## Listing
=-=-=

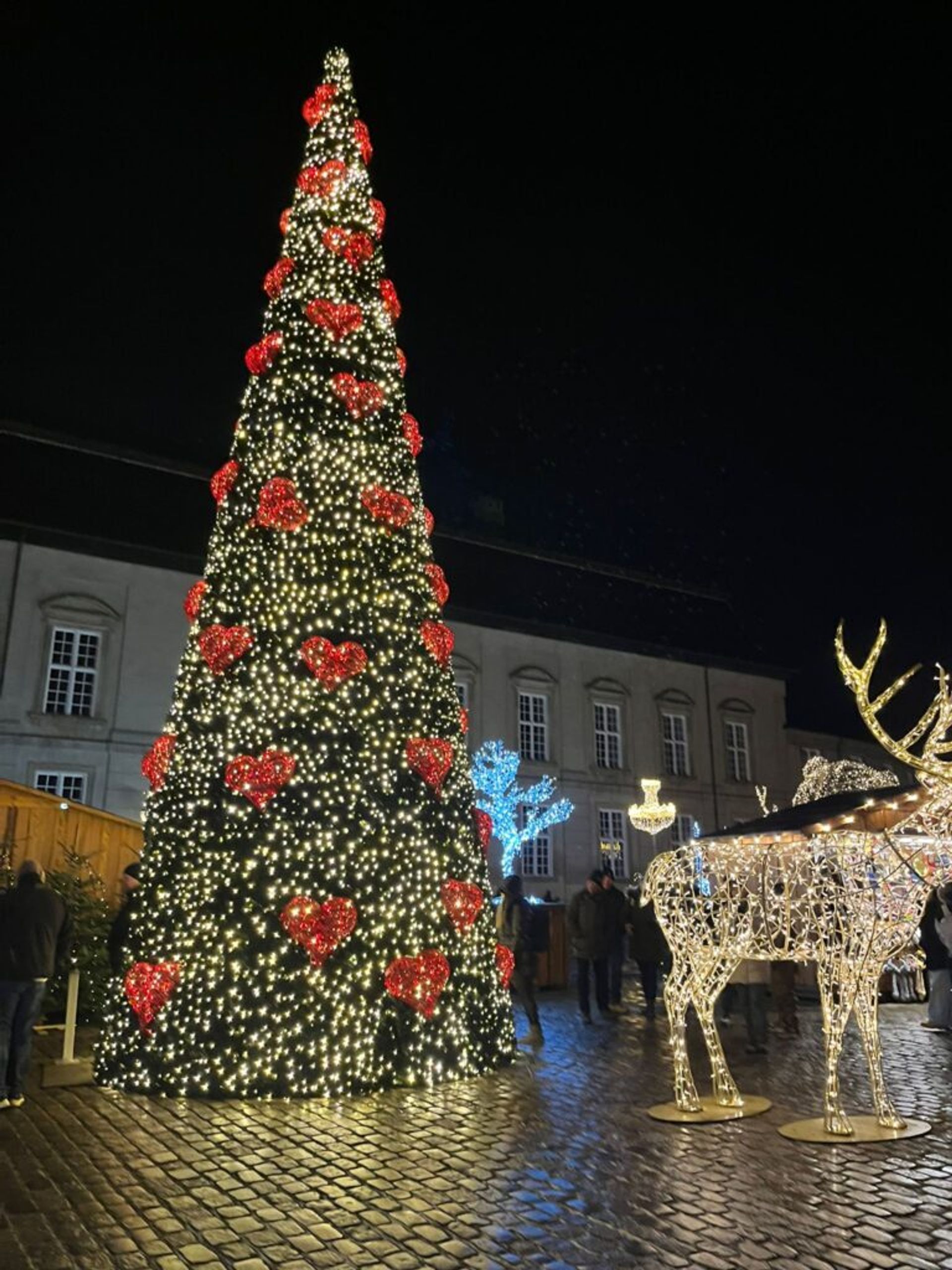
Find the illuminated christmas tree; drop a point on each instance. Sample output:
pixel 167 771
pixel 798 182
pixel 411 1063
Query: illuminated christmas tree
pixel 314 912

=-=-=

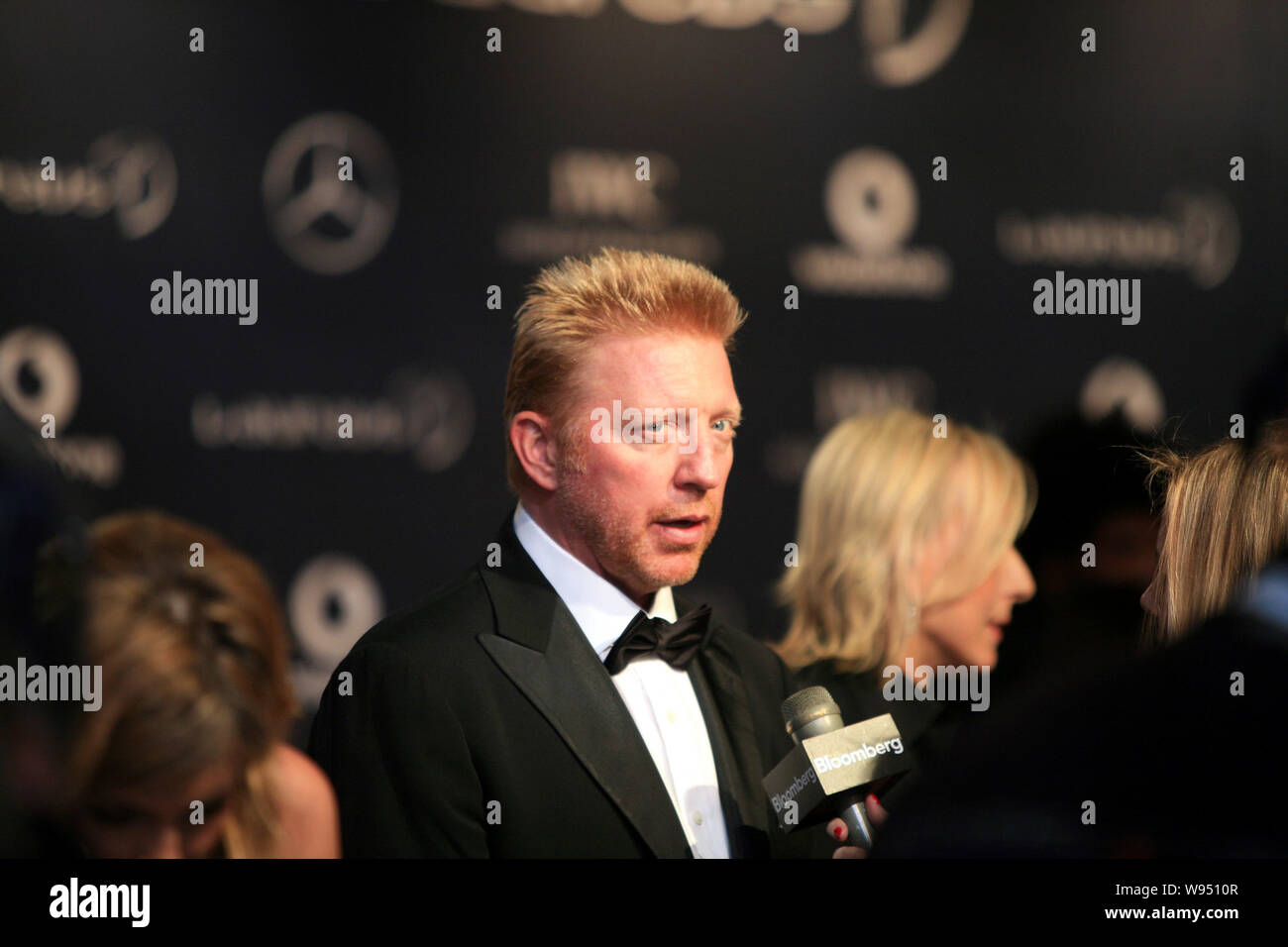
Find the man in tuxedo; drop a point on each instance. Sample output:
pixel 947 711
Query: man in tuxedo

=-=-=

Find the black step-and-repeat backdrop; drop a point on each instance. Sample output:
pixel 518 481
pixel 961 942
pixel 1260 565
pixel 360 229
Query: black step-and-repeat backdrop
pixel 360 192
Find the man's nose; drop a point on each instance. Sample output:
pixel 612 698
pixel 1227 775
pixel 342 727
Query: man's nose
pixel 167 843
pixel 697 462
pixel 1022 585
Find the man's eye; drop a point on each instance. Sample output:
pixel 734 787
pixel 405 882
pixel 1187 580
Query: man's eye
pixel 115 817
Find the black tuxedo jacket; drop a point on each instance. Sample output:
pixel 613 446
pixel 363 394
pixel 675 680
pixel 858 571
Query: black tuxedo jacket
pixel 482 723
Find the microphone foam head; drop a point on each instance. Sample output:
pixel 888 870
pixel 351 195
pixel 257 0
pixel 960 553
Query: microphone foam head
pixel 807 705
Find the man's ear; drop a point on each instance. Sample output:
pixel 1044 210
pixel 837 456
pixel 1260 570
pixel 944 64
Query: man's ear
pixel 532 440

=-=-=

Duplicate the lines of the listing starting at the line containing "Find the man's ear;" and ending at the line containing "pixel 532 440", inclusive, with nothing changed.

## Solution to the problem
Find the man's ear; drop a point on each instance. Sample output:
pixel 1044 210
pixel 837 456
pixel 1260 570
pixel 944 64
Query: man's ear
pixel 532 440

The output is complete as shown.